== Supplied entries ==
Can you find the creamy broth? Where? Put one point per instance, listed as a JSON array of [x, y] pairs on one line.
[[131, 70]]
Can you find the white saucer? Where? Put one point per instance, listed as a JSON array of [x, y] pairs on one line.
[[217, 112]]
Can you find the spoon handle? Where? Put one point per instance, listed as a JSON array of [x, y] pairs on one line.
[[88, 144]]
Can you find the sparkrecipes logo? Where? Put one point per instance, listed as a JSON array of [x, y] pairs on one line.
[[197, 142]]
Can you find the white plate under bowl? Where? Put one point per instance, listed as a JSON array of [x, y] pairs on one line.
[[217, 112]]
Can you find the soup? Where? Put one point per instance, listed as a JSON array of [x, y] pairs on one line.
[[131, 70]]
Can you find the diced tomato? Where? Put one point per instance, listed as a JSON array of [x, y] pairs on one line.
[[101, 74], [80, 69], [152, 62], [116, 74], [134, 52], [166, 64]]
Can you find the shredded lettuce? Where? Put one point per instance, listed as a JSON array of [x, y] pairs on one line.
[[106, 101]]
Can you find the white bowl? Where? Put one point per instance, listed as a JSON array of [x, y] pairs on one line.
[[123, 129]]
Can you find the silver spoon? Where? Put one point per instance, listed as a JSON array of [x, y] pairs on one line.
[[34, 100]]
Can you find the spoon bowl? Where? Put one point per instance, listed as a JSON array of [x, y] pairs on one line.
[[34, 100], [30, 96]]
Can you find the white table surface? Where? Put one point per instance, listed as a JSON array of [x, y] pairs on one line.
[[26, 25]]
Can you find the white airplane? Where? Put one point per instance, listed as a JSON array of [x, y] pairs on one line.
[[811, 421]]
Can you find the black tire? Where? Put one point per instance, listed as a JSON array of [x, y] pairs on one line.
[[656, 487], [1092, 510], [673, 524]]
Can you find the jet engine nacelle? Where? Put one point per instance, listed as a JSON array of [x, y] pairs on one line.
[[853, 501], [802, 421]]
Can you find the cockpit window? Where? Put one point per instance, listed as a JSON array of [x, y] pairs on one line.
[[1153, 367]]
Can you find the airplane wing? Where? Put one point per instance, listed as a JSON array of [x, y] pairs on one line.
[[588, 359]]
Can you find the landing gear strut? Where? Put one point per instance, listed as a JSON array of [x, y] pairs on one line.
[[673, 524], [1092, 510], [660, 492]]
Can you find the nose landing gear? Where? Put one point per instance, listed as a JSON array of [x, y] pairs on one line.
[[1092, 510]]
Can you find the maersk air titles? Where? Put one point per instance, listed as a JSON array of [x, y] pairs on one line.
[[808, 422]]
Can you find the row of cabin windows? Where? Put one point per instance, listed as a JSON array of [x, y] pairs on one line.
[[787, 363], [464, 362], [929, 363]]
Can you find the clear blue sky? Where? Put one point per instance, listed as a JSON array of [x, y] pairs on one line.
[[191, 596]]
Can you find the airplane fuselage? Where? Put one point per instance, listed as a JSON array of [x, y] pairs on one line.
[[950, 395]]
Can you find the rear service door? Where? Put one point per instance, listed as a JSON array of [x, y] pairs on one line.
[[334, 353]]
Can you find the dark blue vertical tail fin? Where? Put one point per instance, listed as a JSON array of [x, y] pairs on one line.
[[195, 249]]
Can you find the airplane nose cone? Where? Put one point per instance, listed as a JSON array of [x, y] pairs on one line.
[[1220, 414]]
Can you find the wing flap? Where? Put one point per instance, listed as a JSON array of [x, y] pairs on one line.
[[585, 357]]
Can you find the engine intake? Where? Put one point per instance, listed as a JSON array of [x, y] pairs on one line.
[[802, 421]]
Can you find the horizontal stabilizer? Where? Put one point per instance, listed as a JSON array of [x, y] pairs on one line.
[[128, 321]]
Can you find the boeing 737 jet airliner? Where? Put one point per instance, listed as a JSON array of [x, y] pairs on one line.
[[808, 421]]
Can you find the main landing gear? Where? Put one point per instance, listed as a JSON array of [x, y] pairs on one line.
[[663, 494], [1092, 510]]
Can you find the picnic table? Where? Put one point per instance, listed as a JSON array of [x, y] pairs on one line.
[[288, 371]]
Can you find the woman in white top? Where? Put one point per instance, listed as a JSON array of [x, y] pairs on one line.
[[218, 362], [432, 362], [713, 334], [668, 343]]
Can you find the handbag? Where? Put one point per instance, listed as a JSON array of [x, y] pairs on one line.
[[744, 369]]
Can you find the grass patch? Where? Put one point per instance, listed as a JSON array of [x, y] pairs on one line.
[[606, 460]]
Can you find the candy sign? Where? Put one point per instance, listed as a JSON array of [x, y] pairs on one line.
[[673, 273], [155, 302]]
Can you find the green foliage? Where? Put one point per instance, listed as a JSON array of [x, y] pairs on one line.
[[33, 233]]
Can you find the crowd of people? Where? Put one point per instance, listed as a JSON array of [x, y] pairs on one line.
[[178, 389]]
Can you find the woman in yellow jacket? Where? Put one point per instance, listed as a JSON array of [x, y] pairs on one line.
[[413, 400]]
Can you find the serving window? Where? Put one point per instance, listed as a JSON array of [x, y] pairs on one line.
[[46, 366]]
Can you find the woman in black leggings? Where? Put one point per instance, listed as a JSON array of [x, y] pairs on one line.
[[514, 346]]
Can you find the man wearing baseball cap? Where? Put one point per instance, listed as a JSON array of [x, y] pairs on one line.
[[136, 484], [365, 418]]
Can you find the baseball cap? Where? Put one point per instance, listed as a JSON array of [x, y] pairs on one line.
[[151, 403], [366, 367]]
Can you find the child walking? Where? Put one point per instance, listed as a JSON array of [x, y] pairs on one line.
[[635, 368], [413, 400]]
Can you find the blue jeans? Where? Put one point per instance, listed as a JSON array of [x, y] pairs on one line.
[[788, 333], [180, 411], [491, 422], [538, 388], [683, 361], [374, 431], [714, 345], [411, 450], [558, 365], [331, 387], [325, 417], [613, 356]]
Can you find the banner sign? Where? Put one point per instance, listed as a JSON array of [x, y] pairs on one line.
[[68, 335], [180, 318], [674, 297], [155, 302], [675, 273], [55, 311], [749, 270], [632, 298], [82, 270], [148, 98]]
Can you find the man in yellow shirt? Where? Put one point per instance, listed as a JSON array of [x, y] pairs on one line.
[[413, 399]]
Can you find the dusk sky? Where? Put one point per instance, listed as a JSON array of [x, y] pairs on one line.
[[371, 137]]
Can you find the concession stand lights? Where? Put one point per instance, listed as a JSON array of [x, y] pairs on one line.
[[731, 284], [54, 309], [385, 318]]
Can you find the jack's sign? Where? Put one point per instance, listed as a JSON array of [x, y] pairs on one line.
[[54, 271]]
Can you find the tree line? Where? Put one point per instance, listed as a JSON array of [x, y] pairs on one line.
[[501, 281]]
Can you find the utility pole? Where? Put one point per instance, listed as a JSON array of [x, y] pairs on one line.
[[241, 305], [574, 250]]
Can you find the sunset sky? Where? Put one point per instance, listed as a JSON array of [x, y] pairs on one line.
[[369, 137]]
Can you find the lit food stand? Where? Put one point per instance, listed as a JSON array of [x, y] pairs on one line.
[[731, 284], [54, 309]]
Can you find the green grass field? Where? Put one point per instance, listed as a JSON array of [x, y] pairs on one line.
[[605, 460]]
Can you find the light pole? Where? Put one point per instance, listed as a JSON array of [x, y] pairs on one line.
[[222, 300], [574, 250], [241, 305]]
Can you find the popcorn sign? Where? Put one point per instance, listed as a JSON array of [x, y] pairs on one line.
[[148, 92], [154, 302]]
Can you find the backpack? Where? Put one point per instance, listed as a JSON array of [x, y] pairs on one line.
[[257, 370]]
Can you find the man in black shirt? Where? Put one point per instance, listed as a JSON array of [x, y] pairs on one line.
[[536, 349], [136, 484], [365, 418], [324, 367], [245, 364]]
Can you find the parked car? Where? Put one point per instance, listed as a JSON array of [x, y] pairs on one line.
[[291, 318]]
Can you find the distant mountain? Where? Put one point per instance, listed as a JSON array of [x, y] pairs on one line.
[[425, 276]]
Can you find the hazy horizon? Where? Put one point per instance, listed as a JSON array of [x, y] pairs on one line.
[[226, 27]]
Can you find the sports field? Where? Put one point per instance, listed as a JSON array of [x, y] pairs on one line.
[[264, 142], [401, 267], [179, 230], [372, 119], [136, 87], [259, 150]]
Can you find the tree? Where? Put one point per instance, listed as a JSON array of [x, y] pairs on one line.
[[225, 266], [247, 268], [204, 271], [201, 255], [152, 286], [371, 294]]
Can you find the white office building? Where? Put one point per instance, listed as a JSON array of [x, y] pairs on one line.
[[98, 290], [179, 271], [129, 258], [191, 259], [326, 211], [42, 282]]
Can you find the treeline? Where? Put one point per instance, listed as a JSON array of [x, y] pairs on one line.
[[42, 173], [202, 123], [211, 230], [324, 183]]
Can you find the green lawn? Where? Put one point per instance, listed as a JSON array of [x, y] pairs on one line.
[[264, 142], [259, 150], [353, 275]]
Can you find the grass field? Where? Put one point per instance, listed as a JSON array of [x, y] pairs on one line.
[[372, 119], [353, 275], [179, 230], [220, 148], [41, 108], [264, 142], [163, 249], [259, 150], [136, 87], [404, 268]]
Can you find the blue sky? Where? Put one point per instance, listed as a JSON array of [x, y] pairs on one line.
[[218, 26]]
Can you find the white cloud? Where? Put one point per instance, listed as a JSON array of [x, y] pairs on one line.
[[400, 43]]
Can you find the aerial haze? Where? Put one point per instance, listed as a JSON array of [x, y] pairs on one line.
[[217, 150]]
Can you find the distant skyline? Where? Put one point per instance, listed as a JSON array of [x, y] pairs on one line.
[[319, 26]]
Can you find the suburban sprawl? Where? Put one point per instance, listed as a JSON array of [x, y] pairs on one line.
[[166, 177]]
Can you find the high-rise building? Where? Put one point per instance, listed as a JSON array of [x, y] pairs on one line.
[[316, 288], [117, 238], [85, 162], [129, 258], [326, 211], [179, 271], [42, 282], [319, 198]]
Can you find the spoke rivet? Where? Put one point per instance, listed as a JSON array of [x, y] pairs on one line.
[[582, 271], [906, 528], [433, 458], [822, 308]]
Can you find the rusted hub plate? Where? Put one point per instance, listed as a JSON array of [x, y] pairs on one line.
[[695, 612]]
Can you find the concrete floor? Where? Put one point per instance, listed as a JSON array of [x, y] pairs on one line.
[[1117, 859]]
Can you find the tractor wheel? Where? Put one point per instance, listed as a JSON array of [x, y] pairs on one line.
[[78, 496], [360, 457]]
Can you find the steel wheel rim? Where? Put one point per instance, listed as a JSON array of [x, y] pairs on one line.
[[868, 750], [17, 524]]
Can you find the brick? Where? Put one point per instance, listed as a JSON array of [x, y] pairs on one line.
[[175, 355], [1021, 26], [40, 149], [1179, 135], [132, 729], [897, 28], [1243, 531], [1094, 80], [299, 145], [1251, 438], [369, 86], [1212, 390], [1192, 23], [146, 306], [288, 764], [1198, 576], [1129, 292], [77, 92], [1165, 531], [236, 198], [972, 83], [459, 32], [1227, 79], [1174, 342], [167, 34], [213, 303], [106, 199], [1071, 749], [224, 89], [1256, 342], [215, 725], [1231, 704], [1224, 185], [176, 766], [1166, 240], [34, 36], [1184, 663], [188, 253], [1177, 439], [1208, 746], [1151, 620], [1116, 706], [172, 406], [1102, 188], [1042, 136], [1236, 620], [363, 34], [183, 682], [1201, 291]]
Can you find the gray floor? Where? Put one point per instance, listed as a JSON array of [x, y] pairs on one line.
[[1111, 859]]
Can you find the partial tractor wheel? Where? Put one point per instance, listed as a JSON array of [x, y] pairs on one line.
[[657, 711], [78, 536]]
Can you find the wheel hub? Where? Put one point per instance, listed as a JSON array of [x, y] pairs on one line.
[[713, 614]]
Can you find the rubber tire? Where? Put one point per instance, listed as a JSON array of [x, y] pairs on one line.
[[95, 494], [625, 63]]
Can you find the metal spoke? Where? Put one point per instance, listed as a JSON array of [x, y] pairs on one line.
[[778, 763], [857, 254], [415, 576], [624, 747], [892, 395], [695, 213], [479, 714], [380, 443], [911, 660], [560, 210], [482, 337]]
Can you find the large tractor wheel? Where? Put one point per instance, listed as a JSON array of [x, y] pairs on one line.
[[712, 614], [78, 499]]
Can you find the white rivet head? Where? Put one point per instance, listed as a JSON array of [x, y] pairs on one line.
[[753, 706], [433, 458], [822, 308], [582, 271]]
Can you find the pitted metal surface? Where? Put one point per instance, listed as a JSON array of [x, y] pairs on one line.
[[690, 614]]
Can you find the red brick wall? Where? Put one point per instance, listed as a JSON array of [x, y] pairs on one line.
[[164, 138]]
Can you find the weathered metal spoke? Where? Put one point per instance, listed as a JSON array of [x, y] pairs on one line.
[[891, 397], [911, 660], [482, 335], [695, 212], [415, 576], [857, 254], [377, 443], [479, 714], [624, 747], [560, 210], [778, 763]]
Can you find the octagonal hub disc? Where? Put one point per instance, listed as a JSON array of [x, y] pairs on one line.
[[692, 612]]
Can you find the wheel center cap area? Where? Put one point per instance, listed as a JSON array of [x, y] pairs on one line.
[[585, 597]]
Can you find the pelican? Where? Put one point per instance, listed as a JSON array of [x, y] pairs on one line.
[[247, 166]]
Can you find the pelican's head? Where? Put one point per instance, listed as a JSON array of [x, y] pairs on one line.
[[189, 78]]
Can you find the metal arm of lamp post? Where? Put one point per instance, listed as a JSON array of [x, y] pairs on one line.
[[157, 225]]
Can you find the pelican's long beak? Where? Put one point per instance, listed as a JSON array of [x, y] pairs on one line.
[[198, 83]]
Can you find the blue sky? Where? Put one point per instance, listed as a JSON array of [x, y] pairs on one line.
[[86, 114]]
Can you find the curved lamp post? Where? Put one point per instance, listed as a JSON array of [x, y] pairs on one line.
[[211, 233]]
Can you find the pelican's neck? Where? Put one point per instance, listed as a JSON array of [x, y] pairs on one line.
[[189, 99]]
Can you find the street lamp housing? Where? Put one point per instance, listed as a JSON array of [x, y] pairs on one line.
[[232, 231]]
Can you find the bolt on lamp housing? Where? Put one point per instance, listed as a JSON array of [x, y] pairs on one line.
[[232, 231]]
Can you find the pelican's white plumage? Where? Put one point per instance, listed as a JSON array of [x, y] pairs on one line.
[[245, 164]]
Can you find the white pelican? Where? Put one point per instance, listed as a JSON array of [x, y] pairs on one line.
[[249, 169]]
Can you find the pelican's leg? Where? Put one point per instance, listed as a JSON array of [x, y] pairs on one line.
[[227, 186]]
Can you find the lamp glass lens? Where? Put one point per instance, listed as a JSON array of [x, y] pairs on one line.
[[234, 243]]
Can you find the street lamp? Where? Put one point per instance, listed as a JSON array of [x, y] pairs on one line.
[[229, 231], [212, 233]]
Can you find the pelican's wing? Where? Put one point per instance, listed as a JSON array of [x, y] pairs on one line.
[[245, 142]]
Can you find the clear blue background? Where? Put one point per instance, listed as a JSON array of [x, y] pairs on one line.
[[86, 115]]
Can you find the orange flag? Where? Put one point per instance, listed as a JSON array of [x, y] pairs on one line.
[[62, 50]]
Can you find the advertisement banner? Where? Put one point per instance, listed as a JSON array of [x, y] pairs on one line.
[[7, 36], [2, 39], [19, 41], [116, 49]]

== Task instructions ==
Can you lay out the data in the stretch from the line containing "Can you find the metal spoke?" through the line containing "[[712, 614], [78, 499]]" as a two-column CSV with the headers text and answer, one row per item? Put each value in a single quoted field, and replace any line breaks with spaces.

== Solution to the exercise ==
text,answer
"Can you find the metal spoke? Where? Put one point per instance, listed as a JSON array of [x, y] pairs on one line.","[[778, 763], [857, 254], [415, 576], [624, 747], [892, 395], [695, 213], [479, 714], [380, 443], [911, 660], [560, 210], [482, 337]]"
"Can you find the large tractor wheel? Where? Put one point per instance, listed as a JSON array of [x, y] pairs on one line.","[[712, 614], [78, 499]]"